**Aim of the exercise**
According to the glioblastoma PhD project text, what is the mean survival time after a glioblastoma diagnosis?
Segment Start: Text excerpt
The role of the cytokine interleukin 1 beta in shaping the neoplastic and immune cell landscape in Glioblastoma

Closing date: 25/03/2024

MB-PhD Project: The role of the cytokine interleukin 1 beta in shaping the neoplastic and immune cell landscape in Glioblastoma

Lead Supervisors: Prof. Kevin Couper
Prof. David Brough, Prof. Petra Hamerlik, Prof. Kaye Williams, Prof. Robert Bristow

Applications Deadline: Monday 25 March 2024

Project Keywords: Brain tumour; Neuro-immunology; Immunotherapy
Research Opportunity: Intercalated PhD, leading to the award of PhD and MBChB

The project supervisor is offering a PhD in the below area during 2024/2025. Work during the Summer Placement might involve some of this work but could vary.

Project Outline

Glioblastoma is the most common type of malignant brain tumour. They are highly aggressive tumours and are generally incurable, with a mean survival time following diagnosis of only 12-18 months. As such, new treatments for glioblastoma are urgently needed.

Glioblastoma tumours are extremely heterogeneous, being comprised of various distinct tumour regions (niches), each of which have different biology and which can exhibit divergent responses to treatment. It is this intra-tumour heterogeneity that makes glioblastoma so difficult to cure.

In this project, you will investigate how immune pathways, in particular the pro-inflammatory cytokine IL-1B, promotes intra-tumoral spatial heterogeneity and the formation of distinct tumour niches within glioblastoma. Specifically, you will address how IL-1B promotes intra-tumoural hypoxia, and the establishment of immunosuppressive tissue niches.

Hypoxia is induced when tissue and tumour regions are starved of oxygen. This leads to the recruitment of pro-tumour immune cell populations, and pathologic immune cell- neoplastic cell communication in the tumour, which shortens survival. You will work on an interdisciplinary programme of work where you will utilise cutting edge high-dimensional imaging approaches combined with transcriptional profiling to analyse the localisation and activity of IL-1B in hypoxic and immunosuppressive niches within human glioblastoma samples. You will complement this with detailed mechanistic investigations using in vivo models of glioblastoma (which are selected to optimally reflect human disease), to analyse how IL-1B is activated and produced within the tumour. 

You will subsequently examine how manipulation of the IL-1B pathway alters the tumour spatial architecture and hypoxic niche formation, modulating the progression and treatment response of glioblastoma. Collectively, the project will provide experience in cancer immunotherapy and will offer training in cutting edge neuro-oncology and immunology methodologies and technologies, including experience of in vivo experimentation 

About Prof. Kevin Couper (project Lead Supervisor)
Segment End: Text excerpt
Segment Start: Information shown
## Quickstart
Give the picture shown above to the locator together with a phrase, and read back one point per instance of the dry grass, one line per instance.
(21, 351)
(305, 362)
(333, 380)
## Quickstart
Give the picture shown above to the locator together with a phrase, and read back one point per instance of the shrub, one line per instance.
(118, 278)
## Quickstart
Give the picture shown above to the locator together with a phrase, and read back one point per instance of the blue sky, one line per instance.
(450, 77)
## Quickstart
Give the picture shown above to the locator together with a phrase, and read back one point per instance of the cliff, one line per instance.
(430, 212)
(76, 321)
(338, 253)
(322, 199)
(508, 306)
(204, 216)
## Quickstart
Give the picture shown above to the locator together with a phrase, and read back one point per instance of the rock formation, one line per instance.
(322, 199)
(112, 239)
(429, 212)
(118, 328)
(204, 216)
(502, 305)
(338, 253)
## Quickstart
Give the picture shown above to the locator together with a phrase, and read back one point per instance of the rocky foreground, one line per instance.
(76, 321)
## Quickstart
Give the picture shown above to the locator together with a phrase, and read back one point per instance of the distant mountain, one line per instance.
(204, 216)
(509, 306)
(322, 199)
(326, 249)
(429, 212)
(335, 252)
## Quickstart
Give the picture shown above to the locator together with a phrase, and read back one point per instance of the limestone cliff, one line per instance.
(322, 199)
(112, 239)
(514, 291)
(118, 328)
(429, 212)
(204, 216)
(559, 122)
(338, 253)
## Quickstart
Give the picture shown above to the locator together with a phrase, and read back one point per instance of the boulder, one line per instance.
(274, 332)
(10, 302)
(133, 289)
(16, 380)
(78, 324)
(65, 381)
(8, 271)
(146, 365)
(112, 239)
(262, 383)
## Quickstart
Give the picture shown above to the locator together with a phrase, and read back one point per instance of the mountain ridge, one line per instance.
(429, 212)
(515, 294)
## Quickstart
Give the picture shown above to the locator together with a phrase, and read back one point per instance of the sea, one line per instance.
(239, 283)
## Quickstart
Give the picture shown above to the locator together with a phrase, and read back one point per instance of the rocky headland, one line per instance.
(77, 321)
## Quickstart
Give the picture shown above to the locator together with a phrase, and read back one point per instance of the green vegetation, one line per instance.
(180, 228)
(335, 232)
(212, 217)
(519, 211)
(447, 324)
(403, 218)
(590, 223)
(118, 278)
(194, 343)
Segment End: Information shown
**Reply to the task**
The mean survival time following diagnosis is only 12-18 months.